YOUR INSTRUCTIONS: Write out every record exactly as it appears. Skip the pictures.

═══ RECORDS FOR THE TASK

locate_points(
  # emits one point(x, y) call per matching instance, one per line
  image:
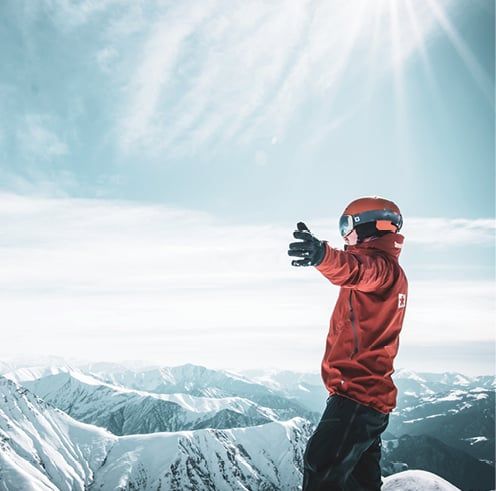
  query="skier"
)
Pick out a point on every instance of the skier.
point(344, 451)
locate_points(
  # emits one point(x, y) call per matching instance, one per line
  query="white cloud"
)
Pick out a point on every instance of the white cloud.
point(235, 71)
point(113, 280)
point(38, 138)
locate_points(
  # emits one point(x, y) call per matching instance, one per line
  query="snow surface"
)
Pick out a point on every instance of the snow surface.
point(42, 448)
point(416, 480)
point(127, 411)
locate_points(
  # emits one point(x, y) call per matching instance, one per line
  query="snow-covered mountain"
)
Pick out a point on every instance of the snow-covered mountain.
point(456, 411)
point(460, 417)
point(127, 411)
point(200, 381)
point(431, 454)
point(416, 480)
point(257, 458)
point(41, 448)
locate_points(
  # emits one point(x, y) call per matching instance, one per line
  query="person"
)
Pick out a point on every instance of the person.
point(344, 451)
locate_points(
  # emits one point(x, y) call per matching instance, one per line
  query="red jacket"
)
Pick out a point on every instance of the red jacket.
point(366, 322)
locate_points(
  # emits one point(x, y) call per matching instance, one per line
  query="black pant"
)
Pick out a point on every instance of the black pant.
point(344, 452)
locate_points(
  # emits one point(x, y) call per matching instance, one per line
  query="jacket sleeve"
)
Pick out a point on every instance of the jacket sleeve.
point(357, 271)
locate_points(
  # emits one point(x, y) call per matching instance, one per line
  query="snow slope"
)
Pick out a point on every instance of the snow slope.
point(42, 448)
point(416, 480)
point(126, 411)
point(261, 457)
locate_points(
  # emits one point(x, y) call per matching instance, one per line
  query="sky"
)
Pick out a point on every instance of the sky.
point(155, 157)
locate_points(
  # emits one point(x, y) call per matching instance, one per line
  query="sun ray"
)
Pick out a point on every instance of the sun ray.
point(419, 42)
point(480, 77)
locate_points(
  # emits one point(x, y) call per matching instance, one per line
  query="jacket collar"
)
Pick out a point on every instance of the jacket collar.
point(389, 243)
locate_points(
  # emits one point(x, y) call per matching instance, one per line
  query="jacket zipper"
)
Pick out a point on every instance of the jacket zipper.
point(353, 326)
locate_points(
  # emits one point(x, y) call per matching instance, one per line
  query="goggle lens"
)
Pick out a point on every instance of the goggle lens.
point(345, 225)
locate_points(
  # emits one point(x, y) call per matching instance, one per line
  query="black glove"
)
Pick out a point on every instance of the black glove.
point(311, 249)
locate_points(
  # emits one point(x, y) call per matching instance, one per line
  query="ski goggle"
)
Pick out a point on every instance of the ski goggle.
point(385, 220)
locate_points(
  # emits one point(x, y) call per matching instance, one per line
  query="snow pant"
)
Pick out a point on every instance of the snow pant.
point(344, 452)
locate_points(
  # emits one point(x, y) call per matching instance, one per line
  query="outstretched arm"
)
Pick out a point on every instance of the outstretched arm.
point(357, 271)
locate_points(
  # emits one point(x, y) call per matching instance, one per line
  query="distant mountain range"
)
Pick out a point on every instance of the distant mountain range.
point(440, 418)
point(44, 448)
point(127, 411)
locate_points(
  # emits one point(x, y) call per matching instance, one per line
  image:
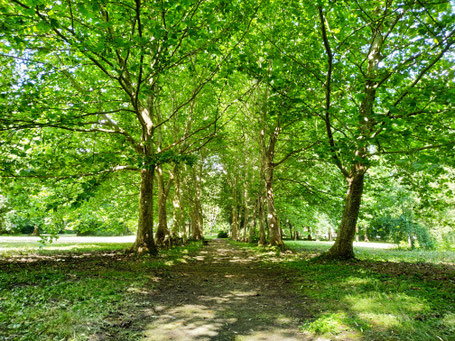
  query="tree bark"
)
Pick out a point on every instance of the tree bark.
point(197, 219)
point(144, 237)
point(343, 247)
point(162, 232)
point(262, 236)
point(274, 226)
point(178, 223)
point(245, 214)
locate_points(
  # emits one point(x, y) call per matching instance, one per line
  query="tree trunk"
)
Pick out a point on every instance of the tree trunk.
point(262, 237)
point(144, 236)
point(178, 223)
point(274, 226)
point(197, 220)
point(343, 247)
point(245, 216)
point(162, 233)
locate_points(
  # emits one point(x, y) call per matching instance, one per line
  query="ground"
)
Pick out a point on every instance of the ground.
point(90, 289)
point(220, 293)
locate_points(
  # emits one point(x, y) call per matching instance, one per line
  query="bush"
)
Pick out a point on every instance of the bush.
point(222, 234)
point(91, 226)
point(400, 229)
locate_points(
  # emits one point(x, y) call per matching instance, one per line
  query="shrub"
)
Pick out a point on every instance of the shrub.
point(400, 229)
point(222, 234)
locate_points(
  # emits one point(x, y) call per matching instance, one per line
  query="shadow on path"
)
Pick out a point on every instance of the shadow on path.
point(221, 293)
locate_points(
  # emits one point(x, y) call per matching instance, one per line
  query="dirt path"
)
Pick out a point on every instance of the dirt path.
point(223, 293)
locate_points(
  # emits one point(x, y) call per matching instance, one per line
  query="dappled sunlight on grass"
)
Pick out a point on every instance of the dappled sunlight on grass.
point(379, 252)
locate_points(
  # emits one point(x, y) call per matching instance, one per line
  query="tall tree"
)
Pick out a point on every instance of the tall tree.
point(101, 68)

══════

RESPONSE TO THE TASK:
locate_points(
  # emits one point(x, y) call per matching instance, one per line
  image:
  query="skier"
)
Pick out a point on every instance of the skier.
point(344, 451)
locate_points(
  # emits one point(x, y) call per matching instance, one per line
  query="white cloud"
)
Pick out a point on every instance of the white cloud.
point(235, 71)
point(113, 280)
point(38, 138)
locate_points(
  # emits one point(x, y) call per matching instance, one per line
  query="snow surface"
)
Pick out a point on every instance of the snow surface.
point(42, 448)
point(416, 480)
point(127, 411)
locate_points(
  # emits one point(x, y) call per matching instance, one per line
  query="snow-covered mountain"
)
Pick out a point on every instance of the snow-covered mountain.
point(456, 411)
point(460, 417)
point(127, 411)
point(200, 381)
point(431, 454)
point(416, 480)
point(257, 458)
point(41, 448)
locate_points(
  # emits one point(x, y) call per matching instance, one per line
  query="person"
)
Pick out a point on every instance of the person.
point(344, 451)
locate_points(
  # emits one point(x, y) call per matching instance, one per line
  query="red jacket"
)
Pick out a point on every instance of the red jacket.
point(366, 322)
locate_points(
  # emits one point(x, y) call per matching instance, one per line
  query="black pant"
)
Pick out a point on every instance of the black pant.
point(344, 452)
locate_points(
  # emits one point(x, y) call per matching instance, one per line
  query="jacket sleeve"
)
Pick out a point on every instance of the jacket sleeve.
point(357, 271)
locate_points(
  # emits one point(x, y) call per matching instance, one per line
  query="snow slope"
)
Pick out a point on every instance of the snow slope.
point(42, 448)
point(416, 480)
point(126, 411)
point(261, 457)
locate_points(
  # emits one point(x, y) call per matching instance, one per line
  query="sky"
)
Pick out a point on every instance of the sky.
point(155, 157)
locate_points(
  # emits one point(x, y) call per matching instance, one per line
  query="sun ray"
)
Pick out a point on every instance of the sun ray.
point(419, 42)
point(480, 77)
locate_points(
  # emits one point(x, y) call per matching instance, one per line
  query="jacket collar"
)
Pick out a point on every instance of the jacket collar.
point(389, 243)
locate_points(
  # emits one point(x, y) call per matching instance, one per line
  query="jacket zipper"
)
Pick out a point on every instance of the jacket zipper.
point(353, 326)
locate_points(
  # emits one point(x, y) call per matching instance, one per line
  query="goggle lens"
)
Pick out a point on every instance of the goggle lens.
point(345, 225)
locate_points(
  # emits one point(x, y) call per matching instance, one per line
  query="black glove"
)
Pick out a point on every instance of the black glove.
point(311, 249)
locate_points(
  # emits one point(x, y) call per matching instance, one per line
  query="ski goggle"
)
Pick out a point on every instance of the ski goggle.
point(385, 220)
locate_points(
  # emits one point(x, y) call per matching instance, one per line
  query="snow pant"
)
Pick out a point on every instance of the snow pant.
point(344, 452)
locate_points(
  # emits one point(x, y) call per matching instance, one per line
  query="outstretched arm"
)
Pick out a point on every instance of the outstretched arm.
point(357, 271)
locate_points(
  # emits one point(x, y) call per matching instance, one per line
  query="distant mountain range"
)
Pick out a point on every instance of the distant mountain range.
point(440, 418)
point(44, 448)
point(127, 411)
locate_points(
  # emits one point(x, y) call per matching instance, one per line
  image:
  query="tree bark"
)
Pick out a point on every instance of the tree bark.
point(197, 219)
point(144, 237)
point(343, 247)
point(162, 232)
point(262, 236)
point(274, 226)
point(178, 223)
point(245, 214)
locate_points(
  # emits one point(x, y) call per matching instance, one per line
  query="tree trunk"
)
Pick out a point on every instance of the tree trunk.
point(262, 237)
point(144, 236)
point(178, 223)
point(274, 226)
point(197, 220)
point(343, 247)
point(245, 216)
point(162, 233)
locate_points(
  # emits one point(x, y) call per matching instance, one per line
  query="ground"
)
Pick out a point on every instance of the ground.
point(90, 289)
point(220, 293)
locate_points(
  # emits one point(x, y) call per matching instance, one per line
  query="bush"
)
Pick out a point on every instance of the bush.
point(222, 234)
point(91, 226)
point(400, 229)
locate_points(
  # emits one point(x, y) call per matching instance, one per line
  query="shrub"
)
Pick out a point on every instance of the shrub.
point(400, 229)
point(222, 234)
locate_points(
  # emits one point(x, y) call per matching instance, one per line
  query="shadow on path"
)
Pick out a point on every instance of the shadow on path.
point(221, 293)
locate_points(
  # emits one point(x, y) call per matching instance, one per line
  query="dirt path"
)
Pick out a point on every instance of the dirt path.
point(223, 293)
locate_points(
  # emits one point(x, y) call per matching instance, one per line
  query="dappled sunlight on grass"
)
Pick out a point on every instance of the dappled sunlight on grass.
point(379, 252)
locate_points(
  # emits one point(x, y) call per matching instance, one per line
  query="tall tree"
)
Pick out a point on every instance of the tall tree.
point(101, 68)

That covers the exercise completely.